### TASK INPUTS
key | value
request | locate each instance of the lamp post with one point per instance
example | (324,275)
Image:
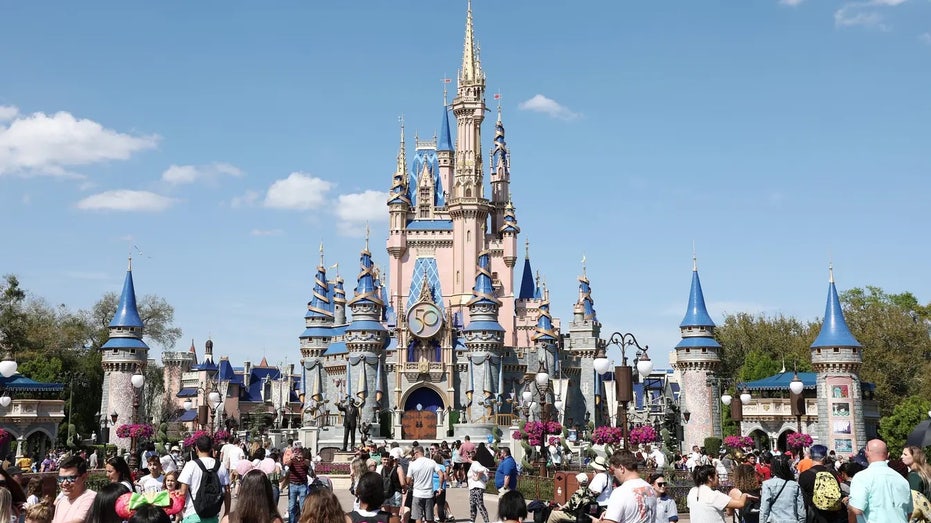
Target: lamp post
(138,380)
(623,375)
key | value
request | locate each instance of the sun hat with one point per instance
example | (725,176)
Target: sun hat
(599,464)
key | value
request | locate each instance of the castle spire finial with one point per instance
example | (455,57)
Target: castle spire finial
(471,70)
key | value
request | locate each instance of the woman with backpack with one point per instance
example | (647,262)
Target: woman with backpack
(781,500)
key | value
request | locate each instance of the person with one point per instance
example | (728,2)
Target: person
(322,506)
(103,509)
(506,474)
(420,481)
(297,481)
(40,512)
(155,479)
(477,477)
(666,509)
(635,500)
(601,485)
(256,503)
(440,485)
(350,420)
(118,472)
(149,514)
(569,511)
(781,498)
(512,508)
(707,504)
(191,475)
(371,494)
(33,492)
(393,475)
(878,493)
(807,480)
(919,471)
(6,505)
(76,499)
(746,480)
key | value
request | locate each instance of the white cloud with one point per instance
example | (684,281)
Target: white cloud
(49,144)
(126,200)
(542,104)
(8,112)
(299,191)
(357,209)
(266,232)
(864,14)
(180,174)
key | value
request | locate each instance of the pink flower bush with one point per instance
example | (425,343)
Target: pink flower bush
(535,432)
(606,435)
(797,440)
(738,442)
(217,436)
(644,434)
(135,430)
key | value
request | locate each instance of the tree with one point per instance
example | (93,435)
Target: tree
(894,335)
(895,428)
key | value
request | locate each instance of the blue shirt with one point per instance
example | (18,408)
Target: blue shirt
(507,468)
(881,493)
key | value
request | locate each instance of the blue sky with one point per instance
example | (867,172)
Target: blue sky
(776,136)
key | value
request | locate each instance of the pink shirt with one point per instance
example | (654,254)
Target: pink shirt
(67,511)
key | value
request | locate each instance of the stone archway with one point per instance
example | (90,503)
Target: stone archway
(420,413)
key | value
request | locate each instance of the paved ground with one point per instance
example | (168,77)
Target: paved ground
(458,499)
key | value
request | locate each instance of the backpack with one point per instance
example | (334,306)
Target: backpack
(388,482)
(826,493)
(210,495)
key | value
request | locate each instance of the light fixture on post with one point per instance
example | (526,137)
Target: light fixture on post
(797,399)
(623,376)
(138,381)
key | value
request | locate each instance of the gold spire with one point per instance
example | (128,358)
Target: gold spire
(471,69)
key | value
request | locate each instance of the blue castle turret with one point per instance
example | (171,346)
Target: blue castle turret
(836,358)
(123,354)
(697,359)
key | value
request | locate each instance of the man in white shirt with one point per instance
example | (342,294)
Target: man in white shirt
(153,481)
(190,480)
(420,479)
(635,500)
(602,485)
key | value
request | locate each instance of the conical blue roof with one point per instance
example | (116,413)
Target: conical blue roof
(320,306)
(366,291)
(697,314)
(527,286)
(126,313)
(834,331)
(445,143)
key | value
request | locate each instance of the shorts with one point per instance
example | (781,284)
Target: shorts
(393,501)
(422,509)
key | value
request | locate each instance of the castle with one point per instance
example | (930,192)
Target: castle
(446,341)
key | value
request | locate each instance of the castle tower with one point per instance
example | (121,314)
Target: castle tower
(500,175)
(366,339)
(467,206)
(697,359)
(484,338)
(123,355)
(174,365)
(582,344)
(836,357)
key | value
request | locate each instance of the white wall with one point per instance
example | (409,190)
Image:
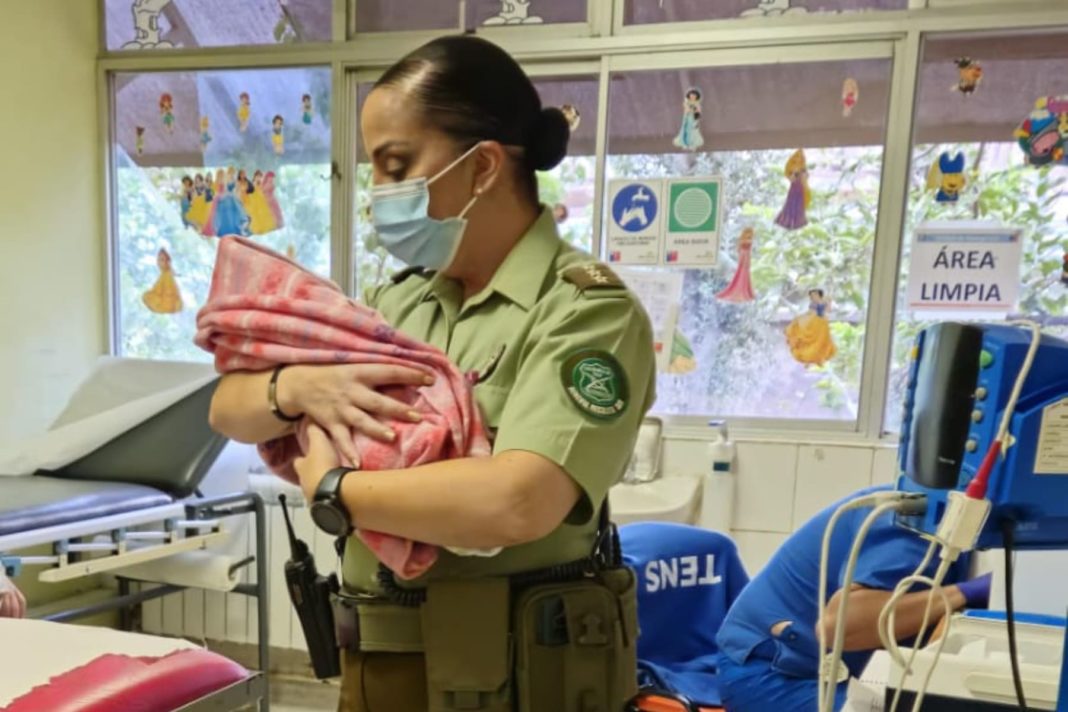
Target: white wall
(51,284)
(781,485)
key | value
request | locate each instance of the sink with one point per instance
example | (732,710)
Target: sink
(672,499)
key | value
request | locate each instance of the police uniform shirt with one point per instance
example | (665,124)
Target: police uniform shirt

### TASK DETAILS
Lines that hold "police" are the ones to copy, so pick each out from the data.

### RESPONSE AREA
request | locate each instance of the police uniform shirt with one point per instance
Target: police uniform shirt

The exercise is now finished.